- [Alıştırma Yönergesi]
Yeni çıkan kitaplar yazısında "O kadar güzel kitaplar" sözlerini içeren yerden başlayıp "derledik, keyifli okumalar!" sözlerinden sonra bitirerek bölümü, "keyifli" yerine "iyi" yazarak güncelleyin.

- [Belge Metni]
+ + +

28 Şubat-6 Mart haftasında yeni çıkan kitaplar

Abone Ol 

O kadar güzel kitaplar çıktı ki hepsini okumak isteyeceksiniz. İşte 2022'de çıkan ve hayatımıza giren, okumanız için bazı kitapları derledik, keyifli okumalar!

28 Şubat-6 Mart haftasında yeni çıkan kitaplar #1

Kanku Badi – Yansıma – Funda Ayten

Lila, koruyucu yetiştirmek için kurulan Piramit’i sancılı aile hayatından kaçış için bir fırsat olarak görmektedir fakat Piramit, barındırdığı gizemler ile Lila’nın hayatını akıl almaz bir yöne çekecektir. Mücadele edeceği zorluklar ve psikolojik savaşların gölgesinde, Piramit’in sırlarının peşine düşecek ve gizem perdelerini aralayacaktır. Piramit’in ona hazırladığı en büyük sürpriz ise buradaki koruyuculuk görevinin tanımıdır: Onlar, dünyanın varlığından haberdar olmadığı ve insanlığı tehdit eden yaratıklara karşı mücadele edecektir. Lila, bedenindeki işaret sayesinde bu koruyucular arasında özel bir yere sahip olduğunu anlar. Ancak bu işaret ona bahşettiği özelliklerin yanında, tehditler de sunacaktır. Kanku Badi, sizi fantastik bir dünyayı keşfetmeye davet ediyor. “Sen devam edecek olan kişisin. Artık yansıma olmadan da onları görebileceksin.”

+ + +

- [Veri Listesi]
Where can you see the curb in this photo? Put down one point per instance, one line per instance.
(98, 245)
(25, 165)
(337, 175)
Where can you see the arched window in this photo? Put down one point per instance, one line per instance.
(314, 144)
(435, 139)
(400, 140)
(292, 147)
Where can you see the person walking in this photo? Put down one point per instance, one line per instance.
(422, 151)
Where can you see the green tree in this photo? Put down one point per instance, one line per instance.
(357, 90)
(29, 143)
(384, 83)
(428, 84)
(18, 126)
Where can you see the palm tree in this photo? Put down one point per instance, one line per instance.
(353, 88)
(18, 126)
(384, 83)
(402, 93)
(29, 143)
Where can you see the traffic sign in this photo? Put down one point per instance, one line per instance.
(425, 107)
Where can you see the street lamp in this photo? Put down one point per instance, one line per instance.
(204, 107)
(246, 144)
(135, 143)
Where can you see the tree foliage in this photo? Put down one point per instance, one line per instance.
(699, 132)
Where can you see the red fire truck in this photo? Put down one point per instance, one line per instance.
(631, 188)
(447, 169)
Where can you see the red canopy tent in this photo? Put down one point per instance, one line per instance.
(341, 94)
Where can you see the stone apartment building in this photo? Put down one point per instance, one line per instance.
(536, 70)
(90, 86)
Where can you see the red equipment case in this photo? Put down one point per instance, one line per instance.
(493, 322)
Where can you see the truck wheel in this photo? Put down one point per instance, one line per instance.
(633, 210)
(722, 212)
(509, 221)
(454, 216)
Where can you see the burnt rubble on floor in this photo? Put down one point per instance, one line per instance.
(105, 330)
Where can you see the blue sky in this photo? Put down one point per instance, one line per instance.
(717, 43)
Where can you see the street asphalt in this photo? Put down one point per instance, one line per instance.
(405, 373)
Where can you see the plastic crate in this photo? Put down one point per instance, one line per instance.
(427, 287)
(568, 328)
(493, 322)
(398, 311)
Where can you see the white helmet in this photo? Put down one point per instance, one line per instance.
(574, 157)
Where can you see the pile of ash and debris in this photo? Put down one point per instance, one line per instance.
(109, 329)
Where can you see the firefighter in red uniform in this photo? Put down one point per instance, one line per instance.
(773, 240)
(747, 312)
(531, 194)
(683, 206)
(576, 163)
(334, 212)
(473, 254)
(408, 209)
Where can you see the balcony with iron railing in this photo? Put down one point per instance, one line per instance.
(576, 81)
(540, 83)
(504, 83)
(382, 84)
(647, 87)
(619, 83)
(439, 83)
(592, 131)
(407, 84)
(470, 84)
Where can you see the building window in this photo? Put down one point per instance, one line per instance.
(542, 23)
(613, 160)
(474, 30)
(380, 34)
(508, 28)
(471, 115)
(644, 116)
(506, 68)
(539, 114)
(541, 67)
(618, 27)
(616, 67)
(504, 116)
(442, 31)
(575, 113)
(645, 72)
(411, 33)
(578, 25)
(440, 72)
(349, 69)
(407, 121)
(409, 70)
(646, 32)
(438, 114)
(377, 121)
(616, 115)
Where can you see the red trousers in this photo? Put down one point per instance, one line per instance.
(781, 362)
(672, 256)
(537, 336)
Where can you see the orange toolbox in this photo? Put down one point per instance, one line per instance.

+ + +

- [Yanıt]
O kadar güzel kitaplar çıktı ki hepsini okumak isteyeceksiniz. İşte 2022'de çıkan ve hayatımıza giren, okumanız için bazı kitapları derledik, iyi okumalar!